**WHAT THE TASK REQUIRES**
Report how many lines in the entries below contain the string "branch", matching case exactly, and give only the number.

**RECORDS SHOWN**

* START *

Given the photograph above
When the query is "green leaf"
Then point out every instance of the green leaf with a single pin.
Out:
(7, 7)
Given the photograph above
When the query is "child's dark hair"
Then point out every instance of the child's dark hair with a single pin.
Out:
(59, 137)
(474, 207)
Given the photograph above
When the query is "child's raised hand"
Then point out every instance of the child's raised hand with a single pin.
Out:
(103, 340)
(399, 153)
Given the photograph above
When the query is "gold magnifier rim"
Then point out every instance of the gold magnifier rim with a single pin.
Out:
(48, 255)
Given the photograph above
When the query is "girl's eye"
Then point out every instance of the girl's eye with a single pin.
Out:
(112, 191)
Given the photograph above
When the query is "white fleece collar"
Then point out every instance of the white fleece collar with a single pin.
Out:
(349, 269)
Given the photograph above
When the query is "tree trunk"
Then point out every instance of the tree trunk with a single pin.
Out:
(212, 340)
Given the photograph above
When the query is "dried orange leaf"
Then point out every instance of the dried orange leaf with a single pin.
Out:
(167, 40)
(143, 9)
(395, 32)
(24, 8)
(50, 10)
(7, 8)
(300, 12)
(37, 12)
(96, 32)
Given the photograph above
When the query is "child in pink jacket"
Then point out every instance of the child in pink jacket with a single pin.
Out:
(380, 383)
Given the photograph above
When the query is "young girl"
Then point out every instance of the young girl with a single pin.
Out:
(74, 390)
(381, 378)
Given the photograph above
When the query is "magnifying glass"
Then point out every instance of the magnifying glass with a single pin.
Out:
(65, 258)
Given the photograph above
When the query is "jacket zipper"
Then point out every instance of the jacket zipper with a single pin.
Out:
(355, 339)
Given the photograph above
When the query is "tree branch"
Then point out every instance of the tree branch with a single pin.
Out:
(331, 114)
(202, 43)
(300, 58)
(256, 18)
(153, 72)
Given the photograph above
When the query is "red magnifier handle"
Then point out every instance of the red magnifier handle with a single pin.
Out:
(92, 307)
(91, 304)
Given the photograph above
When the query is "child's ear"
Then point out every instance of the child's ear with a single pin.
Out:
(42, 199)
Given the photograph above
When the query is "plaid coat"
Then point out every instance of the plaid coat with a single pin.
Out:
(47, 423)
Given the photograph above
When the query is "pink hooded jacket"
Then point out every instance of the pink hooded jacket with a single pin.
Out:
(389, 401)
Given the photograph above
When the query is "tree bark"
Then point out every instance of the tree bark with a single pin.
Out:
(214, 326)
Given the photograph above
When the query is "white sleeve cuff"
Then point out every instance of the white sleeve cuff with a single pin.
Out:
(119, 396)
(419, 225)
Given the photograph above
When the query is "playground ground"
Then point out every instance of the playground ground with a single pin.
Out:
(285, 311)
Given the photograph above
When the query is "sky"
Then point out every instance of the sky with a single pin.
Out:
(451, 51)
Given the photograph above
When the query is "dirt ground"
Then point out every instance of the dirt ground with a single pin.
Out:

* END *

**COMPLETE OUTPUT**
2